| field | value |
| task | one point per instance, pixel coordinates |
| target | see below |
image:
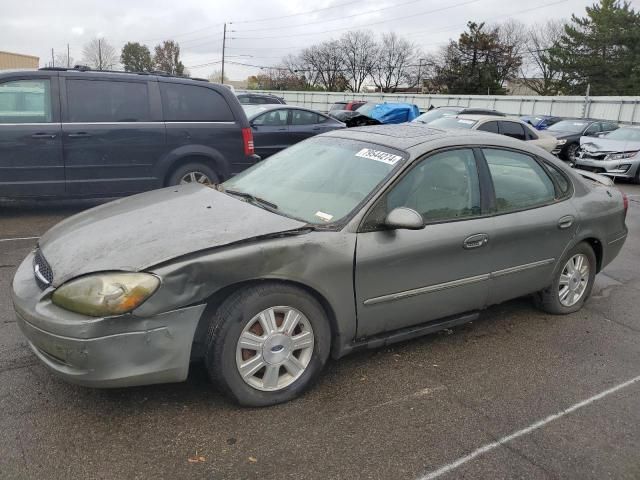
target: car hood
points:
(605, 145)
(138, 232)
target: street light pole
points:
(224, 44)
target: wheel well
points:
(596, 245)
(215, 300)
(191, 159)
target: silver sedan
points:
(352, 239)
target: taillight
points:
(247, 138)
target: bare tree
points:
(396, 57)
(99, 55)
(325, 62)
(359, 51)
(538, 73)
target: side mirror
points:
(404, 218)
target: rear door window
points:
(513, 129)
(193, 103)
(91, 101)
(519, 181)
(25, 101)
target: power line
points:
(460, 4)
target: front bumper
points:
(612, 168)
(119, 351)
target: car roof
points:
(405, 136)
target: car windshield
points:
(624, 134)
(366, 108)
(453, 122)
(320, 180)
(253, 110)
(568, 126)
(434, 115)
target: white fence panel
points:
(619, 109)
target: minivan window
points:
(25, 101)
(519, 181)
(193, 103)
(107, 101)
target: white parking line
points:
(17, 239)
(490, 446)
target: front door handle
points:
(475, 241)
(566, 221)
(44, 135)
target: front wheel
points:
(267, 344)
(572, 283)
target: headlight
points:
(106, 294)
(621, 156)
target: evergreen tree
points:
(601, 50)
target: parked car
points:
(377, 113)
(276, 127)
(615, 154)
(259, 99)
(81, 133)
(438, 112)
(350, 240)
(509, 126)
(540, 122)
(569, 131)
(346, 105)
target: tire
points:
(240, 315)
(571, 152)
(194, 172)
(549, 299)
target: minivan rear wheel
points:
(194, 172)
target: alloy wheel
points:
(574, 280)
(274, 348)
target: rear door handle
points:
(475, 241)
(565, 222)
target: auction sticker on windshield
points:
(378, 155)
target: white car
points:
(509, 126)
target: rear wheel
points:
(572, 284)
(267, 344)
(195, 172)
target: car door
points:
(408, 277)
(31, 162)
(271, 132)
(534, 223)
(111, 137)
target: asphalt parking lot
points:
(517, 394)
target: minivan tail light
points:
(247, 138)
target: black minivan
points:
(73, 132)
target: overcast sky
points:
(261, 31)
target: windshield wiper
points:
(252, 198)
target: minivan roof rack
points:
(84, 68)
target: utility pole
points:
(224, 44)
(99, 54)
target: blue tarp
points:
(394, 112)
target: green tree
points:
(136, 58)
(167, 58)
(601, 50)
(478, 63)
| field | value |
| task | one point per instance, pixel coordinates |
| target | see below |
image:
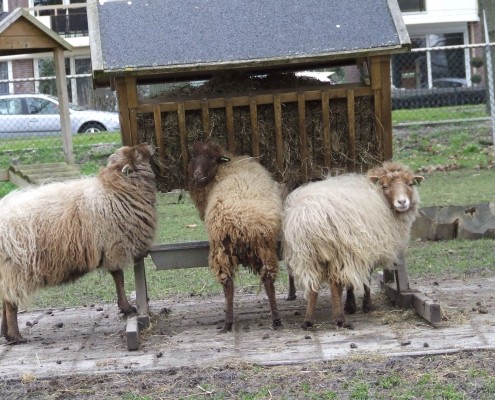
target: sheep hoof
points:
(345, 325)
(128, 311)
(276, 323)
(350, 308)
(368, 308)
(307, 325)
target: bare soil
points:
(466, 374)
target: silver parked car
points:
(38, 114)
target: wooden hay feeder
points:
(246, 55)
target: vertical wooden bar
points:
(63, 98)
(255, 134)
(157, 116)
(325, 114)
(229, 116)
(132, 101)
(386, 99)
(351, 122)
(376, 86)
(205, 116)
(181, 113)
(279, 144)
(303, 137)
(125, 125)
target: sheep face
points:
(129, 159)
(205, 159)
(398, 187)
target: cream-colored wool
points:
(339, 229)
(57, 232)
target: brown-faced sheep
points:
(241, 207)
(338, 229)
(58, 232)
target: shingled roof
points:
(170, 38)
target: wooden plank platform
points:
(23, 175)
(195, 254)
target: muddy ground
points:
(425, 373)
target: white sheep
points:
(338, 229)
(241, 206)
(55, 233)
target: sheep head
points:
(205, 159)
(128, 159)
(397, 184)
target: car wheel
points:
(92, 127)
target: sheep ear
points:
(374, 179)
(126, 170)
(418, 179)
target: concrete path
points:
(91, 340)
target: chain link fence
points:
(30, 131)
(429, 85)
(440, 84)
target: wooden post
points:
(125, 124)
(63, 99)
(351, 122)
(255, 138)
(303, 137)
(279, 144)
(386, 100)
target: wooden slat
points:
(351, 122)
(325, 115)
(132, 103)
(279, 143)
(255, 136)
(205, 116)
(181, 113)
(157, 116)
(261, 99)
(303, 136)
(125, 125)
(229, 116)
(386, 117)
(376, 82)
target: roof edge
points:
(19, 12)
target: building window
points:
(4, 75)
(431, 68)
(412, 5)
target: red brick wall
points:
(23, 69)
(13, 4)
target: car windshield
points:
(72, 106)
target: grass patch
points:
(439, 114)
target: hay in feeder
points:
(231, 85)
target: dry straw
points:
(235, 84)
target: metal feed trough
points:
(299, 130)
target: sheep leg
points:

# Do this
Keep the pictures out of your copy, and repeat every entry above exactly.

# Output of the exercise
| field | value |
| task | one point per instance, pixel coordinates |
| target | see below |
image:
target: car hood
points:
(605, 145)
(138, 232)
target: street light pole
points:
(224, 44)
target: wheel well
points:
(596, 245)
(215, 300)
(191, 159)
target: silver sedan
points:
(352, 239)
target: taillight
points:
(247, 138)
target: bare tree
points:
(396, 57)
(99, 55)
(325, 62)
(359, 51)
(538, 73)
target: side mirror
points:
(404, 218)
target: rear door window
points:
(513, 129)
(193, 103)
(91, 101)
(519, 181)
(25, 101)
target: power line
points:
(460, 4)
target: front bumper
points:
(612, 168)
(119, 351)
target: car roof
points:
(405, 136)
target: car windshield
points:
(624, 134)
(366, 108)
(453, 122)
(320, 180)
(253, 110)
(568, 126)
(434, 115)
target: white fence panel
points:
(619, 109)
target: minivan window
points:
(25, 101)
(519, 181)
(193, 103)
(107, 101)
target: white parking line
points:
(17, 239)
(490, 446)
target: front door handle
points:
(475, 241)
(566, 221)
(44, 135)
target: front wheel
points:
(267, 344)
(572, 283)
target: headlight
points:
(106, 294)
(621, 156)
target: evergreen tree
points:
(601, 50)
target: parked car
points:
(377, 113)
(276, 127)
(615, 154)
(259, 99)
(81, 133)
(438, 112)
(350, 240)
(509, 126)
(540, 122)
(569, 131)
(346, 105)
target: tire
points:
(240, 315)
(571, 152)
(194, 172)
(549, 299)
target: minivan rear wheel
points:
(194, 172)
target: alloy wheel
points:
(574, 280)
(274, 348)
target: rear door handle
points:
(475, 241)
(565, 222)
target: auction sticker on windshield
points:
(378, 155)
target: white car
points:
(509, 126)
target: rear wheel
points:
(572, 284)
(267, 344)
(195, 172)
target: car door
points:
(408, 277)
(31, 162)
(271, 132)
(534, 223)
(111, 137)
target: asphalt parking lot
points:
(517, 394)
target: minivan tail light
points:
(247, 138)
target: black minivan
points:
(73, 132)
target: overcast sky
points:
(261, 31)
target: windshield wiper
points:
(252, 198)
target: minivan roof rack
points:
(84, 68)
target: utility pole
points:
(224, 44)
(99, 54)
target: blue tarp
points:
(394, 112)
target: green tree
points:
(136, 58)
(167, 58)
(601, 50)
(478, 63)
| field | value |
| task | one point per instance, pixel coordinates |
| target | see below |
image:
target: sheep hoof
points:
(345, 325)
(128, 311)
(276, 323)
(350, 308)
(368, 308)
(307, 325)
target: bare soil
points:
(466, 374)
target: silver parked car
points:
(38, 114)
target: wooden hay feeder
points:
(246, 55)
target: vertical wooden bar
points:
(63, 98)
(255, 134)
(157, 116)
(325, 114)
(229, 116)
(132, 101)
(386, 99)
(351, 122)
(376, 86)
(205, 116)
(181, 113)
(279, 144)
(303, 137)
(125, 125)
target: sheep face
points:
(129, 159)
(205, 159)
(398, 187)
target: cream-colored wool
points:
(339, 229)
(57, 232)
target: brown-faced sheep
points:
(241, 207)
(338, 229)
(58, 232)
target: shingled roof
points:
(170, 38)
target: wooden plank platform
points:
(23, 175)
(195, 254)
target: muddy ground
points:
(425, 373)
target: white sheep
points:
(338, 229)
(241, 206)
(55, 233)
target: sheep head
points:
(205, 159)
(128, 159)
(397, 184)
target: car wheel
points:
(92, 127)
target: sheep ear
points:
(374, 179)
(126, 170)
(418, 179)
target: concrete path
points:
(91, 340)
target: chain link fence
points:
(30, 131)
(429, 85)
(440, 84)
target: wooden post
points:
(125, 124)
(63, 99)
(351, 122)
(255, 138)
(303, 137)
(279, 144)
(386, 100)
target: wooden slat
points:
(351, 122)
(325, 115)
(132, 103)
(279, 143)
(255, 136)
(205, 116)
(181, 113)
(157, 116)
(261, 99)
(303, 136)
(125, 125)
(229, 116)
(386, 117)
(376, 82)
target: roof edge
points:
(19, 12)
target: building window
points:
(4, 75)
(431, 68)
(412, 5)
target: red brick wall
points:
(23, 69)
(13, 4)
target: car windshield
points:
(72, 106)
target: grass patch
points:
(439, 114)
target: hay in feeder
points:
(231, 85)
target: dry straw
points:
(235, 84)
target: metal feed trough
points:
(299, 130)
target: sheep leg
points:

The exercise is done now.